(Directive 1)
State how many lines of the records below contain the string "grass", matching case exactly. Give only the number.

(Text to read)
··········
Trading on prediction markets spiked around the 2024 election, and it has significantly increased in the past several months. Users around the world now regularly spend more than $5 billion total each week on prediction platforms, according to Artemis Analytics.
It is the proliferation of sports-related trades on these sites, though, that has lately attracted the ire of the American Gaming Association, the industry group that represents casinos. The Super Bowl in February served as a flashpoint in their fight: Kalshi reported more than $1 billion in trading activity that day while bets on the game placed in-person at Nevada casinos reached a 10-year-low.
Because activity that mimics sports betting regularly dominates prediction markets, casinos argue these companies essentially operate unlicensed online sportsbooks – where users don’t pay state gambling taxes on winnings and can place bets even where sports betting is banned.
States like Nevada and New Jersey, where gambling is allowed but strictly regulated, have responded with lawsuits, and Kalshi has sued several states to try to block their regulations.
Kalshi denies wrongdoing and says prediction markets can only be regulated by the federal government.
The legal battle has set off a flurry of lobbying activity in Washington that “didn’t even exist a few months ago,” said Dustin Gouker, an independent journalist who covers prediction markets. Companies operating prediction markets spent $14 million on lobbying in 2025, according to federal filings, though some companies, like the crypto company Coinbase, also have other interests before the federal government.
“If this goes south, and prediction markets get regulated in a way that they don’t want, that would be really bad for their sustainability as an industry,” Gouker said. A crackdown on prediction markets, though, would also be a crackdown on a burgeoning sector of the Trump family’s business interests.
“We’re in the wild west of predictive markets and the fact that the president’s son is so financially tied to them raises questions about the administration’s appetite to closely regulate them,” said Donald Sherman, who runs the left-leaning watchdog group, Citizens for Responsibility and Ethics in Washington.
Trump’s old casino allies alarmed
A casino industry with prominent players once close to the president is now fighting his administration. In addition to the American Gaming Association, an allied group called Gambling Is Not Investing has hired former Trump budget director Mick Mulvaney to lobby against prediction markets.
But Rep. Dina Titus, a Democrat who represents the Las Vegas strip, said casinos have been slow to respond to this threat, and she suggested the industry’s close ties to Trump could be a reason. “They didn’t want to upset the applecart,” Titus told CNN.
Many of the city’s most well-known casino operators have long supported the president.
The late casino magnate Sheldon Adelson and his wife Miriam donated more than $190 million to re-elect Trump in 2020 and 2024 combined.
Phil Ruffin, who operates some of the strip’s most iconic casinos and co-owns the (casino-free) Trump International Hotel Las Vegas, spoke at the 2016 Republican National Convention and has donated about $6 million in support of president over the past decade.
Steve Wynn, who built and operated casinos in Vegas and Atlantic City, served as finance chair for the RNC during Trump’s first term and financially supported him through the 2024 election, and Tilman Fertitta, who is US ambassador to Italy, owns casinos and is a prolific Trump donor.
··········
Records of labeled points
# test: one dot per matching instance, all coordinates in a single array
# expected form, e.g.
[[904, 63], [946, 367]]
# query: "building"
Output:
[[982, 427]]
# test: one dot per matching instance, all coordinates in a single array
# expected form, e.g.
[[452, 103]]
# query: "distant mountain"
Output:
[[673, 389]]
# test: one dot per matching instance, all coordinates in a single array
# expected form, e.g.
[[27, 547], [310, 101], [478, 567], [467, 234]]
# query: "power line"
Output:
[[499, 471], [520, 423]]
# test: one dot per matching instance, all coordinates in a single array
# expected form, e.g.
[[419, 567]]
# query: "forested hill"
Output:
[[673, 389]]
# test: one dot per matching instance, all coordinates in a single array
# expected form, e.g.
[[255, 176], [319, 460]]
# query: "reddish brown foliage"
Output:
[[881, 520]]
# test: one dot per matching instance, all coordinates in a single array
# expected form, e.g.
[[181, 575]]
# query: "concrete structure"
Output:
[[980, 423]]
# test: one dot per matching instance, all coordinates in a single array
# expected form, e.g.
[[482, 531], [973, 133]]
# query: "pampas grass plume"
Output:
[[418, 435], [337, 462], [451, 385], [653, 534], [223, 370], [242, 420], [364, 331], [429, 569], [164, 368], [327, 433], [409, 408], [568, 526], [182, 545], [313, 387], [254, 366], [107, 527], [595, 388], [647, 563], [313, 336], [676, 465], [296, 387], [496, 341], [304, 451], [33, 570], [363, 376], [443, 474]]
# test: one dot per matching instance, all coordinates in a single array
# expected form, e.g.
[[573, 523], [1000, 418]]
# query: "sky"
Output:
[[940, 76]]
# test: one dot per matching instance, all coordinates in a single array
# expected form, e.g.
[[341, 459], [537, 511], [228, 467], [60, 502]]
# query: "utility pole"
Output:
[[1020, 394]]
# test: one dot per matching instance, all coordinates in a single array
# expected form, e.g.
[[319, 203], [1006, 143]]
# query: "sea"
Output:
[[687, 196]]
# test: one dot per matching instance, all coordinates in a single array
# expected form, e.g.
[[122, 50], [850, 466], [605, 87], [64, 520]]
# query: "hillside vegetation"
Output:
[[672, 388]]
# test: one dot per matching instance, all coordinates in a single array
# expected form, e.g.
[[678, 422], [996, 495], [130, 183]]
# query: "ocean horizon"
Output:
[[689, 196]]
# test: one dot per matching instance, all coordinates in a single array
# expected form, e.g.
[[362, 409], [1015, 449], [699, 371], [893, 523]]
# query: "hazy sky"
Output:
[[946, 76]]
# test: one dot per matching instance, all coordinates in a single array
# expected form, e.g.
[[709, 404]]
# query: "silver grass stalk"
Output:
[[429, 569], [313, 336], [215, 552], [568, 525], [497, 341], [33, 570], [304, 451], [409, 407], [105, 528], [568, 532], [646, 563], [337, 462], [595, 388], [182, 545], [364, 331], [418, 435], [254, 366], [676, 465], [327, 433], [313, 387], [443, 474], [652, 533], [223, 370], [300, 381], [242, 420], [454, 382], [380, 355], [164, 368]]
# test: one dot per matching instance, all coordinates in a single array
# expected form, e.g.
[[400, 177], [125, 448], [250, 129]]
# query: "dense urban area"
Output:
··········
(Directive 2)
Decide whether each statement agrees with the text on prediction markets above, answering yes or no and quoting the deciding words: (a) Companies operating prediction markets spent $14 million on lobbying in 2025. (b) Kalshi says states have the authority to regulate prediction markets. (c) Tilman Fertitta is the US ambassador to Spain.

(Correct output 1)
2

(Correct output 2)
(a) Yes: "Companies operating prediction markets spent $14 million on lobbying in 2025"
(b) No: "says prediction markets can only be regulated by the federal government"
(c) No: "Tilman Fertitta, who is US ambassador to Italy"